**TASK BRIEF:** Switch each "Box" in the data below to "Outline", and give all the lines again with nothing else changed.

-------

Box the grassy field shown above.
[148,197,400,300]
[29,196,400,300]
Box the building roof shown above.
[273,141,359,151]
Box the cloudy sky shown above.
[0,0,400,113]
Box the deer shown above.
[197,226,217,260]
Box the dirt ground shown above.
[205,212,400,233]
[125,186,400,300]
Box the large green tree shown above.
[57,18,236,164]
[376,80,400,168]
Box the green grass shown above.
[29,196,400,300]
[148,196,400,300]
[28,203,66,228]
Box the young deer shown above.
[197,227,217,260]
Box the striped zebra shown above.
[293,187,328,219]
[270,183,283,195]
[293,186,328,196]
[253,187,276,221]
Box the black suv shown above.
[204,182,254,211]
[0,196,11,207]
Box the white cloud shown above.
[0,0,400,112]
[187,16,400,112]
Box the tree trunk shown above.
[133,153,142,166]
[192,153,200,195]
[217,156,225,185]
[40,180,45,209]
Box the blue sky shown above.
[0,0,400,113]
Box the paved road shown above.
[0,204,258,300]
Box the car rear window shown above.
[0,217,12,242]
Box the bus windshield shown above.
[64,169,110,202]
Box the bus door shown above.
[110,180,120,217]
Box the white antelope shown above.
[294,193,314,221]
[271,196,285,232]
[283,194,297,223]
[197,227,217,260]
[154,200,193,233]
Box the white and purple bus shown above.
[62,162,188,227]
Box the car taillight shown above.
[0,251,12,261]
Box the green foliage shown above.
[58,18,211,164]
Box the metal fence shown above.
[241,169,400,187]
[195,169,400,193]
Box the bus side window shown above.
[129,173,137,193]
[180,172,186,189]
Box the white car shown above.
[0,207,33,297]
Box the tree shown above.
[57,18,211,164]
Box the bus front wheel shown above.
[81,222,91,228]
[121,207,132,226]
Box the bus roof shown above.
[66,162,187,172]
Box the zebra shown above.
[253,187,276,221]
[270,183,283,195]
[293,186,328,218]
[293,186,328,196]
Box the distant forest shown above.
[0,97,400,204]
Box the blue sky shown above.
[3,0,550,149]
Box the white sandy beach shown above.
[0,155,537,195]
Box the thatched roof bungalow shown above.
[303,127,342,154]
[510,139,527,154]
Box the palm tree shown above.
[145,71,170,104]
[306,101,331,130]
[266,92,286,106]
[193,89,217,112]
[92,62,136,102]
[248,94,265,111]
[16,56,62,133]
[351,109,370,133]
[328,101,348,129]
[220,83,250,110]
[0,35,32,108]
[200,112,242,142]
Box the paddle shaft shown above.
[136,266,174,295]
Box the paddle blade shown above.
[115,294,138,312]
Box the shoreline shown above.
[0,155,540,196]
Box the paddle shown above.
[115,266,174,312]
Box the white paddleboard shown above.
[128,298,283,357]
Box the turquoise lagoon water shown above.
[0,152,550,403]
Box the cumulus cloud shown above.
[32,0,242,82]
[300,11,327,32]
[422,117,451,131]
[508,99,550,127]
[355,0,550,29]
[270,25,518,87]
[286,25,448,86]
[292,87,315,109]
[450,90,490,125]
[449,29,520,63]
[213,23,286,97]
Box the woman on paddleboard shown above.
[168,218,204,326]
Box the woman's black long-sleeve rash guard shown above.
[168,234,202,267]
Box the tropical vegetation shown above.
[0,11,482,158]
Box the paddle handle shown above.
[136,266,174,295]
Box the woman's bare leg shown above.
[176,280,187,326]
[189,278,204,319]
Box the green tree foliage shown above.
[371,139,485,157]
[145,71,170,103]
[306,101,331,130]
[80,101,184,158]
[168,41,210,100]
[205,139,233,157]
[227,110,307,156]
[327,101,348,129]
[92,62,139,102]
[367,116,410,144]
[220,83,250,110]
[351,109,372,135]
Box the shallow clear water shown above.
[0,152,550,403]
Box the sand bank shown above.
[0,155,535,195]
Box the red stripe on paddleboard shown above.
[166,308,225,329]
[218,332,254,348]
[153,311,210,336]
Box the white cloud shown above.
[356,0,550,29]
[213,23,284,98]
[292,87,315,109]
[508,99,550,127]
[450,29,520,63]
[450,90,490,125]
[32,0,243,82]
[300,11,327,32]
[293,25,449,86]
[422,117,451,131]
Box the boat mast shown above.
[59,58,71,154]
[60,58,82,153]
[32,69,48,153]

-------

**COMPLETE RESPONSE:**
Outline the grassy field shown above.
[148,197,400,300]
[29,196,400,300]
Outline the building roof shown above.
[273,141,359,151]
Outline the cloudy sky shown above.
[0,0,400,113]
Outline the deer shown above.
[197,226,217,260]
Outline the dirt ground shown above.
[205,212,400,233]
[125,186,400,300]
Outline the large green tree shown above.
[57,18,236,164]
[376,80,400,168]
Outline the green grass shown above.
[29,196,400,300]
[148,196,400,300]
[28,203,66,228]
Outline the young deer shown above.
[197,227,217,260]
Outline the striped zebra shown above.
[293,187,328,219]
[270,183,283,195]
[293,186,328,196]
[253,187,276,221]
Outline the black suv shown above.
[204,182,254,211]
[0,196,11,207]
Outline the white cloud shown above.
[0,0,400,112]
[187,16,400,112]
Outline the tree trunk shown above.
[133,153,142,166]
[192,153,200,195]
[217,156,225,185]
[40,180,45,209]
Outline the blue sky shown above.
[0,0,400,113]
Outline the paved road shown above.
[0,204,258,300]
Outline the car rear window shown above.
[0,217,12,242]
Outline the bus windshield shown above.
[64,169,110,202]
Outline the bus door shown above.
[110,180,120,217]
Outline the white antelope shown above.
[294,193,314,221]
[271,196,285,232]
[283,194,297,223]
[197,227,217,260]
[154,200,193,233]
Outline the white and purple bus shown above.
[62,162,188,227]
Outline the car taillight shown above.
[0,251,12,261]
Outline the green foliage shown above.
[58,18,211,164]
Outline the metal fence shown above.
[241,169,400,187]
[195,169,400,193]
Outline the bus side window shown above.
[129,173,137,193]
[180,172,186,189]
Outline the white car shown above.
[0,207,33,297]
Outline the tree shown above.
[57,18,211,164]
Outline the bus front wheel shown above.
[81,222,91,228]
[121,207,132,226]
Outline the bus roof shown above.
[66,162,187,172]
Outline the zebra shown above.
[253,187,276,221]
[270,183,283,195]
[293,186,328,218]
[293,186,328,196]
Outline the distant forest shown above.
[0,97,400,204]
Outline the blue sky shown above.
[3,0,550,149]
Outline the white sandy beach shown above.
[0,155,537,195]
Outline the thatched roof bungalow shown above.
[303,127,342,154]
[510,139,527,154]
Outline the palm tree shown above.
[145,71,170,104]
[306,101,331,130]
[266,92,286,106]
[193,89,217,112]
[92,62,136,102]
[248,94,265,111]
[16,56,62,133]
[351,109,370,133]
[328,101,348,129]
[220,83,250,110]
[0,35,32,108]
[200,112,242,142]
Outline the paddle shaft shown above.
[136,266,174,295]
Outline the paddle blade shown above.
[115,294,138,312]
Outline the shoreline shown above.
[0,155,540,196]
Outline the paddle shown above.
[115,266,174,312]
Outline the white paddleboard shown above.
[128,298,283,357]
Outline the turquoise lagoon water shown above.
[0,152,550,403]
Outline the cumulus cloud shown above.
[32,0,242,82]
[300,11,327,32]
[422,117,451,131]
[508,99,550,127]
[355,0,550,29]
[270,25,518,87]
[286,25,448,86]
[292,87,315,109]
[450,90,490,125]
[449,29,520,63]
[213,23,286,97]
Outline the woman on paddleboard shown above.
[168,218,204,326]
Outline the woman's black long-sleeve rash guard shown above.
[168,234,202,267]
Outline the tropical vegetation shown above.
[0,11,482,158]
Outline the paddle handle shown above.
[136,266,174,295]
Outline the woman's bare leg shown above.
[176,280,187,326]
[189,278,204,319]
Outline the green tree foliage shown above.
[371,139,485,157]
[145,71,170,103]
[306,101,331,130]
[80,101,184,158]
[168,41,210,100]
[205,139,233,157]
[227,110,307,156]
[327,101,348,129]
[92,62,139,102]
[367,116,410,144]
[220,83,250,110]
[351,109,372,135]
Outline the shallow clear water shown above.
[0,152,550,403]
Outline the sand bank shown above.
[0,155,535,195]
Outline the red stripe on paddleboard shown above.
[166,308,225,329]
[218,332,254,348]
[153,311,210,336]
Outline the white cloud shown above.
[356,0,550,29]
[213,23,284,98]
[292,87,315,109]
[508,99,550,127]
[450,29,520,63]
[450,90,490,125]
[32,0,243,82]
[300,11,327,32]
[293,25,449,86]
[422,117,451,131]
Outline the boat mast shown above.
[59,58,71,154]
[60,58,82,153]
[32,69,48,153]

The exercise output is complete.